EXERCISE GOAL
Gather every line in the records below that contains the word "leaf", and copy each one unchanged.

PROVIDED DATA
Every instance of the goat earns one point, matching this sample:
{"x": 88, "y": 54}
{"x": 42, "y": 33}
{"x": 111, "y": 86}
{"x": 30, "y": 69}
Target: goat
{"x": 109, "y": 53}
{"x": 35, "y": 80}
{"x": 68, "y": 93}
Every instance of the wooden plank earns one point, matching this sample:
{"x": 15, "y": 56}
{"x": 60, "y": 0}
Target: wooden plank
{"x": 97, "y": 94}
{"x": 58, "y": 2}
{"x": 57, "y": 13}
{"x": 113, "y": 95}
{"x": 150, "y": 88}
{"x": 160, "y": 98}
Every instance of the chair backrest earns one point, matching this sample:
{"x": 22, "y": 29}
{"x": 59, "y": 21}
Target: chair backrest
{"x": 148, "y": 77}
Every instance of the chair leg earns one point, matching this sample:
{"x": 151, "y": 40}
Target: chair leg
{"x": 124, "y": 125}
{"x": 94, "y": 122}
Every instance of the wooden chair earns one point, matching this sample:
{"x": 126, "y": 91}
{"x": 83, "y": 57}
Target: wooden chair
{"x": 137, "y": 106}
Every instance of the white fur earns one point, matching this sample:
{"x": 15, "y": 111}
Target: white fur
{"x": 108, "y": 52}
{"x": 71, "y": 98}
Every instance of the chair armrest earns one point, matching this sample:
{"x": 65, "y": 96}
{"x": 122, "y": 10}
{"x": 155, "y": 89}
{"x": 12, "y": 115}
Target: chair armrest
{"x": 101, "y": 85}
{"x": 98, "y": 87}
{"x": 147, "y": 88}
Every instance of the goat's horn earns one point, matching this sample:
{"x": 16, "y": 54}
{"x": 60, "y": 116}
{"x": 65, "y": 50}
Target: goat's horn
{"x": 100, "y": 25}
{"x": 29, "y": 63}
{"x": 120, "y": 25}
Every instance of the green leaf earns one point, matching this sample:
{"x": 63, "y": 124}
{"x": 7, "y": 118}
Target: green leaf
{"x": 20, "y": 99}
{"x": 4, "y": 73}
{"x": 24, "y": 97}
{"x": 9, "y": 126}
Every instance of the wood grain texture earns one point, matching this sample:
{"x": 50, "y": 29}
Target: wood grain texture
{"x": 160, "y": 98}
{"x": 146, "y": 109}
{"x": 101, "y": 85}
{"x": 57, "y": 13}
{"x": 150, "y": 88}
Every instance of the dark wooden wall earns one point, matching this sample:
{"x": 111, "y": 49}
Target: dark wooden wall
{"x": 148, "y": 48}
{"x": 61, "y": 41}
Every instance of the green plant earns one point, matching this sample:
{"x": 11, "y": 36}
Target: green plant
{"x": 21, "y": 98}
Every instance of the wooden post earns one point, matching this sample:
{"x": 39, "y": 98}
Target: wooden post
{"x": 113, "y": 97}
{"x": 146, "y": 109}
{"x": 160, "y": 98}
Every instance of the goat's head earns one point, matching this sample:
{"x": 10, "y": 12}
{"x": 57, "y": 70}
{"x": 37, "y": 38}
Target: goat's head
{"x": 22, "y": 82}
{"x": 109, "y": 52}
==
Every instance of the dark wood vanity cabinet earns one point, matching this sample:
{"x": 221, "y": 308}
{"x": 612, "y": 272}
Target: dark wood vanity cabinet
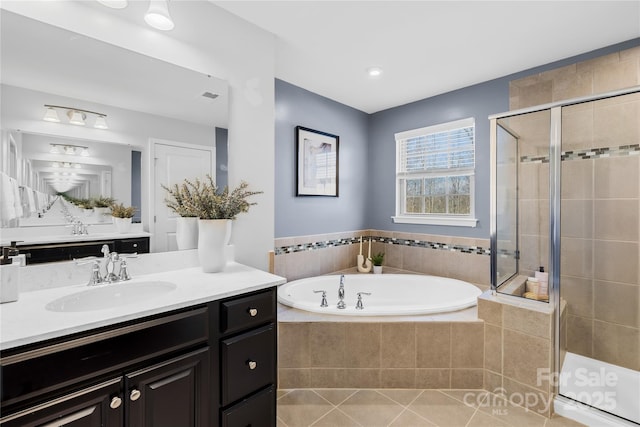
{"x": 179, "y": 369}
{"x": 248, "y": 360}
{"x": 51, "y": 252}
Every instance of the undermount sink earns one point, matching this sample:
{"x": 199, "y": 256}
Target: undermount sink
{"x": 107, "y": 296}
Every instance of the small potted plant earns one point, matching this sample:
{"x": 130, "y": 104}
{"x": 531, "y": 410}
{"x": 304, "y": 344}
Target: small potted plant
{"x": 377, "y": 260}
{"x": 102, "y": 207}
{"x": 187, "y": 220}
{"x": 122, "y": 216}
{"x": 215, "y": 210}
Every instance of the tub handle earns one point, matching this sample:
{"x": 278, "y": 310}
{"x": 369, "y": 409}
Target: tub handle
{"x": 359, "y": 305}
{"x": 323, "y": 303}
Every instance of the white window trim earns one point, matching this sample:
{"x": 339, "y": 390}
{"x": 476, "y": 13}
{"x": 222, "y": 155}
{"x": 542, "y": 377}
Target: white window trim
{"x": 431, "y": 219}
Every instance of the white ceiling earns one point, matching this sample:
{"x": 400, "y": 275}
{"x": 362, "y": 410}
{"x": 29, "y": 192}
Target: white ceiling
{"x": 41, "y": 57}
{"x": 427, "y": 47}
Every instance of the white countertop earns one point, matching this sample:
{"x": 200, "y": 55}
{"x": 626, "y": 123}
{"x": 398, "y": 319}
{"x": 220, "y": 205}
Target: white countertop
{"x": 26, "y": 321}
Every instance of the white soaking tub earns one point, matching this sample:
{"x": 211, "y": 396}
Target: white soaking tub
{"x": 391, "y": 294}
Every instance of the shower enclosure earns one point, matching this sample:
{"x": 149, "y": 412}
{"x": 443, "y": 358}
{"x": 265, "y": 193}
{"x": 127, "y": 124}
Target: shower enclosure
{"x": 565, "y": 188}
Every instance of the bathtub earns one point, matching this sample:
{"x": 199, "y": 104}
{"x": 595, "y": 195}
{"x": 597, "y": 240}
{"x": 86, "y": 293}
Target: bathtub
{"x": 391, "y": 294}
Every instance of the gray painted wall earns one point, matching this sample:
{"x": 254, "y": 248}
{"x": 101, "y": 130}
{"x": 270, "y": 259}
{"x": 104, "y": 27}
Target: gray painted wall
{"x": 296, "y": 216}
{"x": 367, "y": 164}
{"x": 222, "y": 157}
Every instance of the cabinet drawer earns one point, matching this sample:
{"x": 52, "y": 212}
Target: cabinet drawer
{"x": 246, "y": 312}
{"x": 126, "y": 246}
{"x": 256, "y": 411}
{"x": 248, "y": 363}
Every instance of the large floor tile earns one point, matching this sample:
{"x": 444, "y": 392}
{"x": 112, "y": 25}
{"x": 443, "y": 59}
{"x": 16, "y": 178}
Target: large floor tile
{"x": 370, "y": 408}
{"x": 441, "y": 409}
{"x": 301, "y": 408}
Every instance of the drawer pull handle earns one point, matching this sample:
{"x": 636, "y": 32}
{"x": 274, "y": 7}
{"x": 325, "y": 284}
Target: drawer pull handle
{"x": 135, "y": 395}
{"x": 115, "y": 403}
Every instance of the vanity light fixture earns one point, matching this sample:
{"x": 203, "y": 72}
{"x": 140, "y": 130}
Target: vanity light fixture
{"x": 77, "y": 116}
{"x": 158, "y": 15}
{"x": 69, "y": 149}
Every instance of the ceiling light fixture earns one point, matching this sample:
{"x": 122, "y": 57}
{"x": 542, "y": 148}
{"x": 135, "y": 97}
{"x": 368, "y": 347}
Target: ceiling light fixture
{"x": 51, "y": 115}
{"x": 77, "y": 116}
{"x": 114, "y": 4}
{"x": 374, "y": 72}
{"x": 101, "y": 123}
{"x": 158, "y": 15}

OUTPUT BELOW
Every instance of the green leaf earns one point, matching this sample:
Target: green leaf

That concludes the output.